Input for this task below:
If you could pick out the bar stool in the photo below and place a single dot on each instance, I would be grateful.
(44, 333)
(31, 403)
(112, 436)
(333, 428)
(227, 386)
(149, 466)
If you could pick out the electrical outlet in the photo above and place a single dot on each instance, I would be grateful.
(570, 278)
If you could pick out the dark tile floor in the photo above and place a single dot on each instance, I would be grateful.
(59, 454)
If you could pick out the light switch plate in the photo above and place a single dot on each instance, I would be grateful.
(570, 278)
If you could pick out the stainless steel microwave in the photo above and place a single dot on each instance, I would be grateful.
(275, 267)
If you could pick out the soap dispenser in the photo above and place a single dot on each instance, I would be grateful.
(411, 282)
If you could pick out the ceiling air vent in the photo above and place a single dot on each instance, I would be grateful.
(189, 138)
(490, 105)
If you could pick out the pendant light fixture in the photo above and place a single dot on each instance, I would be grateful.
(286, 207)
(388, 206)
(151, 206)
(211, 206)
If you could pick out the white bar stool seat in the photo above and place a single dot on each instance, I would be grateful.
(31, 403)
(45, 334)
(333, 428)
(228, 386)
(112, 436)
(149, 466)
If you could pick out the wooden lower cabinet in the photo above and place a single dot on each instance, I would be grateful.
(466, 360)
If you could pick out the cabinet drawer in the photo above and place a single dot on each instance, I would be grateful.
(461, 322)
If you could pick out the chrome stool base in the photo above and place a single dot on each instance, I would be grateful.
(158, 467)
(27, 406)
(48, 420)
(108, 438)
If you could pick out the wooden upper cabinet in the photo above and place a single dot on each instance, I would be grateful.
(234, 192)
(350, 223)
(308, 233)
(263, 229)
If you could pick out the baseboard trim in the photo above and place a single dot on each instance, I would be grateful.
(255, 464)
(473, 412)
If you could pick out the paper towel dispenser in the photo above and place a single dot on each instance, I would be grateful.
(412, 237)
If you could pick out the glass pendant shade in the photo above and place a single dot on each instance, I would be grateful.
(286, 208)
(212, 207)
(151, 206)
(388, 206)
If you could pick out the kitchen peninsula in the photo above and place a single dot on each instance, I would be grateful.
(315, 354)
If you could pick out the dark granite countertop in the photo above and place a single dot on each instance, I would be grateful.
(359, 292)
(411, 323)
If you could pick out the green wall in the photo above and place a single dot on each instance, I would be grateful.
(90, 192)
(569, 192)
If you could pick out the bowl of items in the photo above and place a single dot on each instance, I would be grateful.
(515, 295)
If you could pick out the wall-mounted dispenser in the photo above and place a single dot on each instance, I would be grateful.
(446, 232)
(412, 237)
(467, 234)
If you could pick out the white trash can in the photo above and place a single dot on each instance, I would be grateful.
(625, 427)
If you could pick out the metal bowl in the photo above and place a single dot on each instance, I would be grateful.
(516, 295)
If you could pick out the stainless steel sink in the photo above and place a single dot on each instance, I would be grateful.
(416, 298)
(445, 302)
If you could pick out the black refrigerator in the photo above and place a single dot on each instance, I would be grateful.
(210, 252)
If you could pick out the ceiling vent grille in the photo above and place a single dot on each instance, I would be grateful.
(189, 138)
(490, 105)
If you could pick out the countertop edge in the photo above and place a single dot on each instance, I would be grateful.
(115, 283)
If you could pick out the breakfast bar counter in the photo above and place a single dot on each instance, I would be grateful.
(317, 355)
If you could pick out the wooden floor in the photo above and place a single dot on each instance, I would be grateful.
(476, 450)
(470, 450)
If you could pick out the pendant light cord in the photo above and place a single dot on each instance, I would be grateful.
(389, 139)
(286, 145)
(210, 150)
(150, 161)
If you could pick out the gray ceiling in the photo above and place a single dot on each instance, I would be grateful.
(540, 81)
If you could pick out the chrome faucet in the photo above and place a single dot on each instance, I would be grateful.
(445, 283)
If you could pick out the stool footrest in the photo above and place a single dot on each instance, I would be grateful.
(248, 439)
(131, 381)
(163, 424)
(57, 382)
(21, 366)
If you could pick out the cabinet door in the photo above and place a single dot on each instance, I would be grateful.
End of Input for this task.
(Task to complete): Give an exact transcription of the data shown above.

(Expected answer):
If you could pick out the bar stool in the photo below and place a single dot on each instance, I would be grateful.
(44, 333)
(31, 403)
(112, 436)
(333, 428)
(227, 386)
(149, 466)
If you could pick out the electrical outlet in the photo above and place a single dot on each instance, I would be grateful.
(570, 278)
If you could pick out the dark tile floor in the photo above and place a single dot on each instance, I would be grateful.
(59, 454)
If you could pick out the light switch plate in the photo above and place a single dot on each instance, I would be grateful.
(570, 278)
If you could pick out the stainless steel microwave in the photo above and place a single dot on each instance, I would be grateful.
(275, 267)
If you could pick out the soap dispenser in the photo above and place a single dot on each instance, I would be grateful.
(411, 282)
If you could pick out the ceiling air vent in the photo above and place a single dot on each instance, I would be grateful.
(189, 138)
(490, 105)
If you could pick out the pendant light fixture in the photo above and place a single dot on each instance, I would be grateful.
(286, 207)
(388, 206)
(151, 206)
(211, 206)
If you could pick out the white bar stool seat in the photo above and place a single dot on each instance, I would be grateful.
(31, 403)
(45, 334)
(333, 428)
(228, 386)
(112, 436)
(149, 466)
If you could pick out the wooden lower cabinet in the photo above and place a single dot on each instance, I would be grateful.
(466, 360)
If you could pick out the cabinet drawer in the photo above and place a single dot on each instance, I would be grateful.
(461, 322)
If you could pick out the chrome stool base in the photo above and place a single dot on each instance, I would be grateful.
(158, 467)
(27, 406)
(48, 420)
(108, 438)
If you could pick out the wooden upper cabinet in the photo above and place a single dot on each instance, I would be grateful.
(234, 192)
(350, 223)
(308, 233)
(263, 229)
If you could pick out the baseboard trim in the photo above and place a single dot on each instance, I would be grateful.
(255, 464)
(473, 412)
If you could pick out the paper towel dispenser in the photo above and place a single dot on each instance, I would be grateful.
(412, 237)
If you could pick out the glass pendant shade in the photo above and place a single dot on each instance, I would be grateful.
(286, 208)
(212, 207)
(151, 206)
(388, 206)
If you could pick out the kitchen peninsula in the photo above and place a single dot on each instance, I would be grateful.
(315, 354)
If you could pick out the dark granite countertop in the photo above and place a single dot on each instance, I would be grateful.
(359, 292)
(411, 323)
If you could pick out the green wall in the photo above and place a single dot on each instance, I would be grateful.
(90, 192)
(569, 192)
If you could pick out the bowl of items in the photo above and place a single dot on each instance, I would be grateful.
(515, 295)
If you could pick out the wall-mounted dispenser in the photo above and place a single dot on each instance, I would be grateful.
(446, 232)
(412, 237)
(467, 234)
If you could pick out the white trash can in the photo above and place a single dot on each instance, I would be grateful.
(625, 427)
If you could pick out the metal bowl in the photo above and place a single dot on each instance, I would be grateful.
(516, 295)
If you could pick out the stainless steel sink in the photo above and place a single dot on each instance, I would be grateful.
(416, 298)
(445, 302)
If you could pick out the black refrigerator in the photo above and place a single dot on each instance, I would be grateful.
(210, 252)
If you could pick out the ceiling vent grille in the photo above and place a single dot on each instance, I would be grateful.
(189, 138)
(490, 105)
If you could pick out the countertop edge in the photo above and place a single dot on each instance, I would be grateful.
(115, 283)
If you could pick out the breakfast bar counter in the photo above and place a single dot on each instance, I would be grateful.
(317, 355)
If you could pick out the wooden floor in the photo above and place a single dot on each instance, I would be grateful.
(476, 450)
(470, 450)
If you could pick out the pendant light cord in the photo above and place a single dot on each instance, I would be grateful.
(389, 139)
(286, 145)
(210, 150)
(150, 161)
If you could pick out the gray ceiling in the photo above and place a single dot on each instance, I would be grateful.
(540, 81)
If you could pick out the chrome faucet in the photo above and place a single dot on each instance, I would be grateful.
(445, 283)
If you could pick out the stool footrest in the photo above and place a single dot on each instance, I would be grateful.
(248, 439)
(131, 381)
(163, 424)
(57, 382)
(21, 366)
If you could pick out the cabinet door in the photo above and place a single dot on each instance, I would be grateful.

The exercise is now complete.